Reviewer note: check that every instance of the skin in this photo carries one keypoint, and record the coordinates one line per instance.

◇ ◇ ◇ ◇ ◇ ◇ ◇

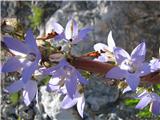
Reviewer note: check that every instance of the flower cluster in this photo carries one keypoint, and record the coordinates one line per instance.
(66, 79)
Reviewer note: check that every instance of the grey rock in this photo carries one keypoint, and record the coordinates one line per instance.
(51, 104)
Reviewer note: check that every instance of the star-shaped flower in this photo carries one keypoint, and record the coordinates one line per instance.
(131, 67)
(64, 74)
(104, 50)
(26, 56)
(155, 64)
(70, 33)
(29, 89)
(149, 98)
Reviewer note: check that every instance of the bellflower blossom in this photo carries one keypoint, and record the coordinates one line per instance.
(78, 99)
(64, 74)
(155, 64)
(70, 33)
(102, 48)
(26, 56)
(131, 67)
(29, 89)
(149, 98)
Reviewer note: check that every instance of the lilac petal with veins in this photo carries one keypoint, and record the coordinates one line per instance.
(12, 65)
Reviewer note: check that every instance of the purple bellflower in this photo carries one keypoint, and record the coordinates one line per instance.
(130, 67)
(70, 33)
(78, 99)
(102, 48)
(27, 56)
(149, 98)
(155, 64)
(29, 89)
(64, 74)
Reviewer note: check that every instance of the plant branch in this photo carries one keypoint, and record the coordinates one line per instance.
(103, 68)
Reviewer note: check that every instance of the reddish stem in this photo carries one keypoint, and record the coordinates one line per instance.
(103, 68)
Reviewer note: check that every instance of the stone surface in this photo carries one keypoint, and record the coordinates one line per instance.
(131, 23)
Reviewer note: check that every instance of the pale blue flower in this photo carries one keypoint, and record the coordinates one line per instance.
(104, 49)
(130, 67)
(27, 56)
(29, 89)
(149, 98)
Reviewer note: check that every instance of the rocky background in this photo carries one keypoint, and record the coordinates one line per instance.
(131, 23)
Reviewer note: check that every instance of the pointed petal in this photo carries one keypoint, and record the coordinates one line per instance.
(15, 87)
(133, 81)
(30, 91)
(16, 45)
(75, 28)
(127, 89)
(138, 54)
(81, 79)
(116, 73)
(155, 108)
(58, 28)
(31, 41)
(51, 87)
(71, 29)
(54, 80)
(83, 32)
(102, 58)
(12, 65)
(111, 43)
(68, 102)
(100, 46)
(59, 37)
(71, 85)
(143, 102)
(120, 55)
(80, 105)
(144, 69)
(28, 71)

◇ ◇ ◇ ◇ ◇ ◇ ◇

## What to produce
Pick out each line of the material above that contains the word "petal", and copy those lines in full.

## Answer in full
Reviewer note: check that every instance of the lilac petal with veins in this photo carries one keypoint, and record the coordinates one line per instance.
Reviewer note: check that every instance of the pointed petal in this photo carries one keypoint, and record the coordinates one line per instance.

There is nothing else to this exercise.